■ Given instruction
Turn every line of the entries below into a Markdown table with two columns, Row for the row number and Line for the line itself, skipping any blank lines. Leave the pictures out.

■ Data entries
##############################

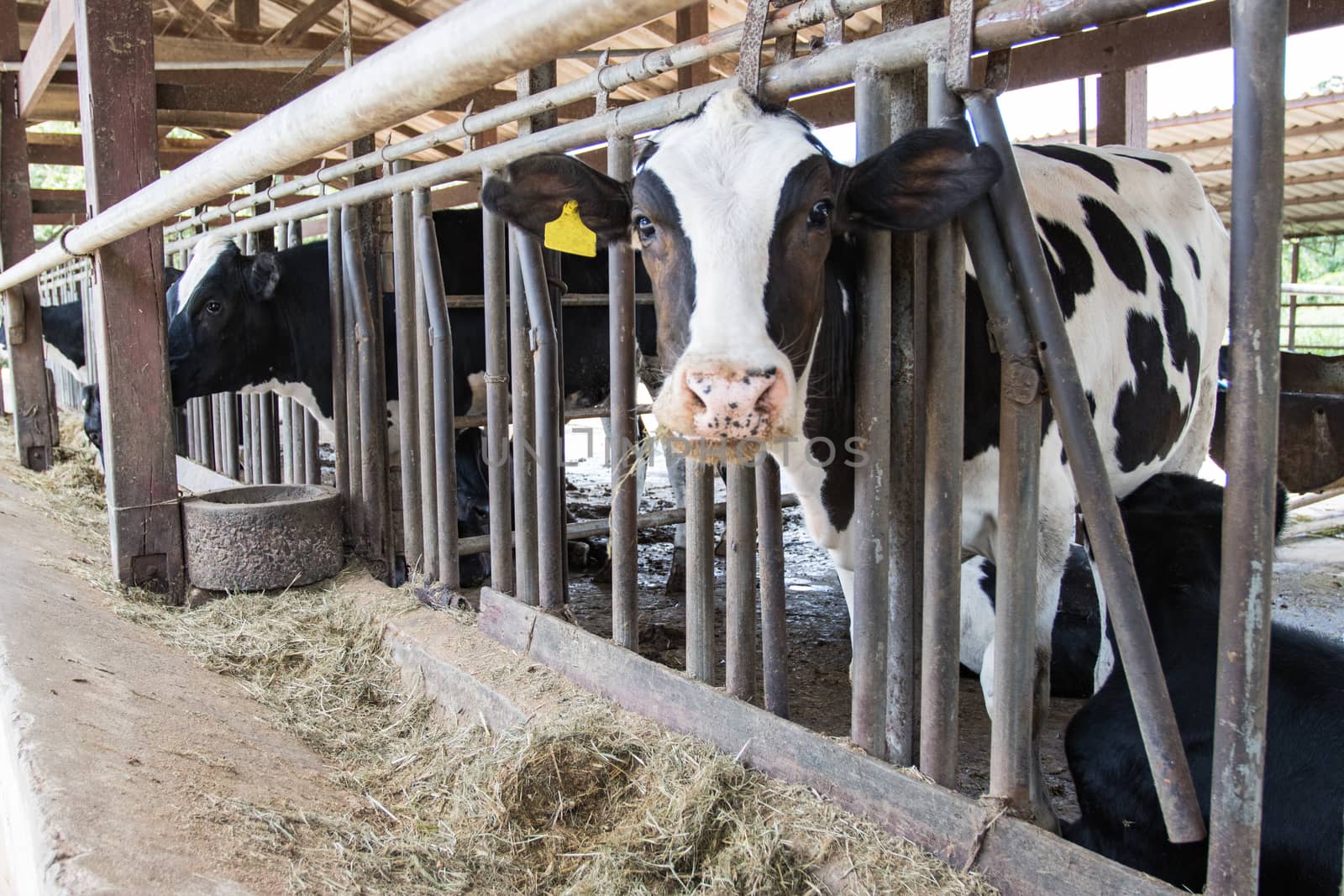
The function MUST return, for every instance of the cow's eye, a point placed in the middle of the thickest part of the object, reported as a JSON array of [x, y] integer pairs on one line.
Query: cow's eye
[[820, 214]]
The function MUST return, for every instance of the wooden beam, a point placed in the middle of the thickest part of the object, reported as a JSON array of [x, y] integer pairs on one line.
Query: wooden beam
[[248, 15], [116, 55], [1015, 856], [195, 16], [1122, 107], [400, 11], [50, 45], [692, 22], [306, 19], [35, 430]]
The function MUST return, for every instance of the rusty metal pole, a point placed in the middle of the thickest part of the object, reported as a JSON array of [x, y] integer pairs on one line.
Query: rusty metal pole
[[622, 546], [941, 653], [1105, 530], [739, 586], [873, 429], [441, 348], [1247, 574], [550, 474], [699, 570], [774, 637], [403, 268], [524, 439]]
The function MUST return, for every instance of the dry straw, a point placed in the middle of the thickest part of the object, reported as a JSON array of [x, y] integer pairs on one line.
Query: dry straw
[[596, 801]]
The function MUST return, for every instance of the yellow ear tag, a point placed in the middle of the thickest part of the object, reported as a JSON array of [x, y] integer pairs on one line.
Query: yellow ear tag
[[569, 233]]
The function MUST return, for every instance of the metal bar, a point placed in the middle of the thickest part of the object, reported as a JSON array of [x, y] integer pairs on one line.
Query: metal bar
[[425, 406], [655, 62], [269, 443], [998, 26], [622, 546], [873, 429], [774, 636], [403, 266], [463, 50], [1247, 571], [1106, 533], [373, 399], [441, 349], [524, 439], [941, 652], [495, 262], [550, 477], [739, 586], [699, 570]]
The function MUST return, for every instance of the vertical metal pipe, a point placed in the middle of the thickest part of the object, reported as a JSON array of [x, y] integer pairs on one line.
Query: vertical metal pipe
[[441, 347], [524, 439], [1105, 531], [425, 426], [1019, 466], [941, 654], [495, 261], [1247, 574], [340, 417], [373, 398], [403, 282], [550, 474], [774, 637], [269, 443], [905, 574], [622, 546], [699, 570], [873, 429], [739, 587]]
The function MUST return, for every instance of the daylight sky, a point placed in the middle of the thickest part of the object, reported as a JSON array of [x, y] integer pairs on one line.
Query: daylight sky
[[1175, 87]]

##############################

■ Solution for this problem
| Row | Line |
|---|---|
| 1 | The function MUST return, for every instance of the cow's eye, a point placed in the middle of the thickest part of the object, reported as a JSON array of [x, y] integer pairs on one line. |
| 2 | Query: cow's eye |
| 3 | [[820, 214]] |
| 4 | The function MUST return, for every instance of the wooden beam, a point placed in the middle of the thickest part of the object, reported as a JSON array of [x, y] integer pairs on one line. |
| 5 | Query: wooden beam |
| 6 | [[248, 15], [116, 55], [1015, 856], [195, 16], [1122, 107], [400, 11], [50, 45], [692, 22], [306, 19], [35, 430]] |
| 7 | The function MUST return, for every instance of the rusty metal pole, a point placed in the middle of the thickest part of the object, reported as a JSON array of [x, y] integer pairs on one line. |
| 8 | Query: rusty metal pole |
| 9 | [[622, 546], [941, 653], [1105, 530], [739, 586], [873, 429], [441, 348], [1247, 574], [550, 474], [699, 570], [774, 637], [403, 268], [524, 439]] |
| 10 | The function MUST return, for every instance of the dry straw, a point placed in the middle of the thickest part of the object, reported as a JSON array of [x, y] integer pairs on one line. |
| 11 | Query: dry straw |
| 12 | [[596, 801]] |
| 13 | The function MUST return, for every instance of the yellow ear tag, a point placed in the middle of the thickest part of the object, reported as a JSON array of [x, y] integer pairs on one line. |
| 14 | Query: yellow ear tag |
| 15 | [[569, 233]] |
| 16 | The function MUST return, for every instance of the metal bar, a point placed in the middle of the thickest part of the object, reported as a JSON array of [x, y] integer pairs on one line. |
| 17 | Query: metal bar |
| 18 | [[425, 406], [655, 62], [269, 443], [998, 26], [622, 546], [873, 429], [774, 636], [403, 266], [463, 50], [1247, 571], [1106, 533], [373, 399], [441, 349], [524, 439], [941, 652], [495, 262], [550, 477], [739, 586], [699, 570]] |
| 19 | The function MUST return, for every instance of the vertical metal pipe, a point placed in the middle of the thickest part of the object, reported as a JSON array of [x, y] integer pairs on one line. |
| 20 | Query: vertical metal pipe |
| 21 | [[441, 347], [524, 439], [1105, 531], [425, 426], [1019, 466], [941, 654], [495, 261], [1247, 574], [340, 417], [373, 398], [403, 282], [550, 474], [774, 637], [269, 443], [905, 574], [622, 546], [699, 570], [873, 429], [739, 587]] |
| 22 | The function MUST return, for every instance of the daylight sky, a point placed in the middle of the thickest part of the object, reported as a JSON array of [x, y] integer pairs on one line. |
| 23 | Query: daylight sky |
| 24 | [[1175, 87]] |